▶ [Required action]:
Whatever runs from the line with "If you could put a point on the camera" to the end of the records below must be copied exactly, with nothing else included.

▶ [Recorded data]:
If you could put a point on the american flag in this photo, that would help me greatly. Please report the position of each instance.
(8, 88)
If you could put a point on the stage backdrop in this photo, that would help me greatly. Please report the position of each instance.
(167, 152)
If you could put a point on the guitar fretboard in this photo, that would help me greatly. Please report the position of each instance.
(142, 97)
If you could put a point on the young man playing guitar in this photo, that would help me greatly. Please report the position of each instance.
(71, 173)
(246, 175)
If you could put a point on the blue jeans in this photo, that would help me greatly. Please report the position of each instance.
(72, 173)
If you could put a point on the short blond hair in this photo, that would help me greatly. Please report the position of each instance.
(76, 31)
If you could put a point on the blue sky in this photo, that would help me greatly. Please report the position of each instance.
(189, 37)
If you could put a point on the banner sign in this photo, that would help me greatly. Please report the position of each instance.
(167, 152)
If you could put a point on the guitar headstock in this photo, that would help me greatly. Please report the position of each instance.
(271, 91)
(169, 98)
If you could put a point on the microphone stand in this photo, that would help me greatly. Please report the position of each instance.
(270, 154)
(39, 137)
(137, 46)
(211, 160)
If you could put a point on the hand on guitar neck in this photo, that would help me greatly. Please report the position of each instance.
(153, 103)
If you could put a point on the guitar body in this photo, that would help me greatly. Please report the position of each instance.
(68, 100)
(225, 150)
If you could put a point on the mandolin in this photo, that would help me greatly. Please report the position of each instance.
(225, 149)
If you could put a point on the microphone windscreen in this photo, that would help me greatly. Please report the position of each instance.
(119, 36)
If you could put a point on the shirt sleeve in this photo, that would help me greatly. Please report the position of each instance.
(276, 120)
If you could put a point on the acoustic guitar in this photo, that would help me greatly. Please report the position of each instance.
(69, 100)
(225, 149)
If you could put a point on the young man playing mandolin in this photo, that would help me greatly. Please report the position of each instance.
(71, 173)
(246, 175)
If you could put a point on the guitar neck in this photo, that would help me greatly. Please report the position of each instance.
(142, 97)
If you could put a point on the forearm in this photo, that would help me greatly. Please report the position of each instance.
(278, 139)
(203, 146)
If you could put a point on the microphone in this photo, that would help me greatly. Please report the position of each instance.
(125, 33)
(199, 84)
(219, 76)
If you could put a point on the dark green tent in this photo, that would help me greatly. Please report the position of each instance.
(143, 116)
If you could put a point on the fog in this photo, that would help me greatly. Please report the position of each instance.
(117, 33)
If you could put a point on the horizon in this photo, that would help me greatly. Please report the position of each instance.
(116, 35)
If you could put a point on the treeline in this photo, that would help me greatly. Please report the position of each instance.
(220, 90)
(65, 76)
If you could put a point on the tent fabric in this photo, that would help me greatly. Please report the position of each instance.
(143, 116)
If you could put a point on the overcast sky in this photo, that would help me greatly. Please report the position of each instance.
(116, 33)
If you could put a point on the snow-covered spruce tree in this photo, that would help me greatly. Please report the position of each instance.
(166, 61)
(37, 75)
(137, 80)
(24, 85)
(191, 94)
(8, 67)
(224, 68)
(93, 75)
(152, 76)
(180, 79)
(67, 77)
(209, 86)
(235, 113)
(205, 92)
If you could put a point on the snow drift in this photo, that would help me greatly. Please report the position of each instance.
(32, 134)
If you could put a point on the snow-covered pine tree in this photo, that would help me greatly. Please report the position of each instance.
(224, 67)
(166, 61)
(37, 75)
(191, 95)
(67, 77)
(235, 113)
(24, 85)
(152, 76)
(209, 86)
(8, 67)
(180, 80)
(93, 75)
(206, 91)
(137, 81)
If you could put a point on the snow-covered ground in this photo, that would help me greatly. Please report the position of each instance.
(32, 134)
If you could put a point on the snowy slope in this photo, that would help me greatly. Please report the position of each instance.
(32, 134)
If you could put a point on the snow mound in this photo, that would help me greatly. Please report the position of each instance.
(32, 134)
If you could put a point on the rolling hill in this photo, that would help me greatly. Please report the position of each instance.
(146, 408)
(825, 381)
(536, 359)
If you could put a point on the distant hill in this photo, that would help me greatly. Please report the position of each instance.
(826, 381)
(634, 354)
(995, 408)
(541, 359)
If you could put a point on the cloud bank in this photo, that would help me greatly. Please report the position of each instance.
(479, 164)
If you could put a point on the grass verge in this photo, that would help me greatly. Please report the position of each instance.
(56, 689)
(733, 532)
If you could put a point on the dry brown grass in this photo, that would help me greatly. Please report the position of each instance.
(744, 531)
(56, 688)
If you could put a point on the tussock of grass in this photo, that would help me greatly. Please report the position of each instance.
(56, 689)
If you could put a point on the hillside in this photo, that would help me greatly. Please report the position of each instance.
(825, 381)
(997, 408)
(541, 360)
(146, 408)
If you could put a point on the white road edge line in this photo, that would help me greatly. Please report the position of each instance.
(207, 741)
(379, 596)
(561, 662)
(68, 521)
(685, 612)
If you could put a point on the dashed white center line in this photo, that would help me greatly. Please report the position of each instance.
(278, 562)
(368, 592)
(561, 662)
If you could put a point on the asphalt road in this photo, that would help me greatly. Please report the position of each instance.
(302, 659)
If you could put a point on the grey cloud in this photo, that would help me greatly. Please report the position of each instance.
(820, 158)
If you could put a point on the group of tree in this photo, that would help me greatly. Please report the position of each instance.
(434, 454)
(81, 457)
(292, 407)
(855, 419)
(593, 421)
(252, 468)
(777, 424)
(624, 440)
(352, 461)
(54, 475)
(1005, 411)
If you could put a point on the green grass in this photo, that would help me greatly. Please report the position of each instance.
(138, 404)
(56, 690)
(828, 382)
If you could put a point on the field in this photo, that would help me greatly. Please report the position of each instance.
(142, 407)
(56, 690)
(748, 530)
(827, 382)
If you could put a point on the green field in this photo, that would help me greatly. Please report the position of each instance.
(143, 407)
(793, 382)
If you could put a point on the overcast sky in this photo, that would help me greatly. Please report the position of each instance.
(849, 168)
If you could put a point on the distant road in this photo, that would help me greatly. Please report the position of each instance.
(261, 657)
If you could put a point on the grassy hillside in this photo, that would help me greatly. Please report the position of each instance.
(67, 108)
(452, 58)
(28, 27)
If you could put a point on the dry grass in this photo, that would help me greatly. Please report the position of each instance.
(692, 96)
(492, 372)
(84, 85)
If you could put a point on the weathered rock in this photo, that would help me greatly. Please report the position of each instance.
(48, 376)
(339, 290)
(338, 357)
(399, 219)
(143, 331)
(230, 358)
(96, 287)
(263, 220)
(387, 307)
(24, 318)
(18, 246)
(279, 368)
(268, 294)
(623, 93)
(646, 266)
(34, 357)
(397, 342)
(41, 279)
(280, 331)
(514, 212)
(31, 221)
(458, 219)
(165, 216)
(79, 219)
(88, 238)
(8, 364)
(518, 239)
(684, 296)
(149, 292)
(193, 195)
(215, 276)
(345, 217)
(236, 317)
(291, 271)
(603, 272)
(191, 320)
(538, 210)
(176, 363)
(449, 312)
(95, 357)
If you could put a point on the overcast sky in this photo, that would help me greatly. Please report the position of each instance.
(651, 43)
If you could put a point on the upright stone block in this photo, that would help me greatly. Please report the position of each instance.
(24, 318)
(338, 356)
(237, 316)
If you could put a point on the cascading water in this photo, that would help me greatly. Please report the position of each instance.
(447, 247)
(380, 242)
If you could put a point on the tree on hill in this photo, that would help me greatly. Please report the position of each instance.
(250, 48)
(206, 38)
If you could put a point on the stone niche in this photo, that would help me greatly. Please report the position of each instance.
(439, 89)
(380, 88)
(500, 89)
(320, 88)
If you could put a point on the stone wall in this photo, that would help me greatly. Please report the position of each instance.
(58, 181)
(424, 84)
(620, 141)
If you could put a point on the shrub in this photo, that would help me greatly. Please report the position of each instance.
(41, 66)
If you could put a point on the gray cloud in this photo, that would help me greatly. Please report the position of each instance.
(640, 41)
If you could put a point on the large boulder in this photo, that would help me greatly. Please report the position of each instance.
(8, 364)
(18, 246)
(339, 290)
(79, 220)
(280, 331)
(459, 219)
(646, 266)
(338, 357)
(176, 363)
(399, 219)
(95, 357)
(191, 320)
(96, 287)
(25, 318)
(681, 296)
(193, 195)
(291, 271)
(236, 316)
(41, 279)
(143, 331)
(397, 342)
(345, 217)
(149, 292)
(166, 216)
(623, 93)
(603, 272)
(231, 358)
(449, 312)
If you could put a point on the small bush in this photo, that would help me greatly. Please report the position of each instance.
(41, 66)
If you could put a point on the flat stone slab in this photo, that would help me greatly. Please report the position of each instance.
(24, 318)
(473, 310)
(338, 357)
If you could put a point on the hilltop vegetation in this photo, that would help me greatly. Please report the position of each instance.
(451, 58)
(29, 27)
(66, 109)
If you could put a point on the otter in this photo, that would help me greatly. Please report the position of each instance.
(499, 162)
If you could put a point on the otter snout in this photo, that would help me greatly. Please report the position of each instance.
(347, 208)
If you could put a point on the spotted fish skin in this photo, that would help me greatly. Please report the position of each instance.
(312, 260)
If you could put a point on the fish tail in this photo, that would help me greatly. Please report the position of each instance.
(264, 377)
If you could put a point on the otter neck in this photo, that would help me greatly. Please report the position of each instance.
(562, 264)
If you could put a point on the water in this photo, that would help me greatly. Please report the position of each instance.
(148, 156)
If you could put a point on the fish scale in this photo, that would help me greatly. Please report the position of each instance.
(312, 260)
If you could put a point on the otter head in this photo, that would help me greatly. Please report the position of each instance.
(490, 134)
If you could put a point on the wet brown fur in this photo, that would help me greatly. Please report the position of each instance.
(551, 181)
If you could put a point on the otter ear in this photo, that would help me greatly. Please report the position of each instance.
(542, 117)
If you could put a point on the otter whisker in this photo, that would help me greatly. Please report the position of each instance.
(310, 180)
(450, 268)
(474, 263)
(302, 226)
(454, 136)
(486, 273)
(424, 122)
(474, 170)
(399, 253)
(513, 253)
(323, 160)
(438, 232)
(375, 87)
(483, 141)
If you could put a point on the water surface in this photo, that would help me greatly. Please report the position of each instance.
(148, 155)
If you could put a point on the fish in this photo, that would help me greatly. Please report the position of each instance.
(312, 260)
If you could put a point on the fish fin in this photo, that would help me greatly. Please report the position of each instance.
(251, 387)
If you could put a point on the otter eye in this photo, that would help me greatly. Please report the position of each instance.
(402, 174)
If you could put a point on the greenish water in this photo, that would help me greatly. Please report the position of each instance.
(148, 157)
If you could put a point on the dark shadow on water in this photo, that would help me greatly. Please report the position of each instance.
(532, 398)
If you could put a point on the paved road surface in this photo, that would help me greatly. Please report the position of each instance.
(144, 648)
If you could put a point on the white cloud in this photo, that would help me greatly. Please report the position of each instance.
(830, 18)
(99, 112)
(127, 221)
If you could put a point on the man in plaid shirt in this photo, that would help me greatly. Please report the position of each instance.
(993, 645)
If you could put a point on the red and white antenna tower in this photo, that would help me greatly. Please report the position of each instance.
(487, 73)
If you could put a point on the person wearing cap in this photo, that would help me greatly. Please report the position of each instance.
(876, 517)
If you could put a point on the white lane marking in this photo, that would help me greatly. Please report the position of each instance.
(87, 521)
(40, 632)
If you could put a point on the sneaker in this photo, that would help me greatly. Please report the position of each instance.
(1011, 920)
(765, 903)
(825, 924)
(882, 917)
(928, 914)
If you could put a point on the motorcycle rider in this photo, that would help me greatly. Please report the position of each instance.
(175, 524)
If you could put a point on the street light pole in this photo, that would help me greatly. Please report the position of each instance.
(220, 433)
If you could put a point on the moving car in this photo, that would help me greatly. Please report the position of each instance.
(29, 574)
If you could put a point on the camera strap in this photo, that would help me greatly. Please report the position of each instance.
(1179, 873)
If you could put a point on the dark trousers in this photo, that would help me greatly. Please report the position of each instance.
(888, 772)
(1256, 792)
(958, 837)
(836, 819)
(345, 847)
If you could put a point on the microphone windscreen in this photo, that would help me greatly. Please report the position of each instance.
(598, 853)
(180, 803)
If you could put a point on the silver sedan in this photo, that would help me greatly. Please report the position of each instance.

▶ [Solution]:
If you could put a point on the camera strap in this photo, that would help me greatly. Please report the position of each instance.
(1179, 873)
If you could put a point on the dark trousers in this photo, that would help me greatly. Please report the position of each instance.
(888, 772)
(1256, 792)
(958, 837)
(836, 819)
(345, 847)
If you could put a point on the microphone windscreen in this photo, that would help me greatly. Please report the position of each instance.
(598, 853)
(180, 803)
If you could put a point on the silver sedan in this photo, that would help me greatly. Please report the position of each instance.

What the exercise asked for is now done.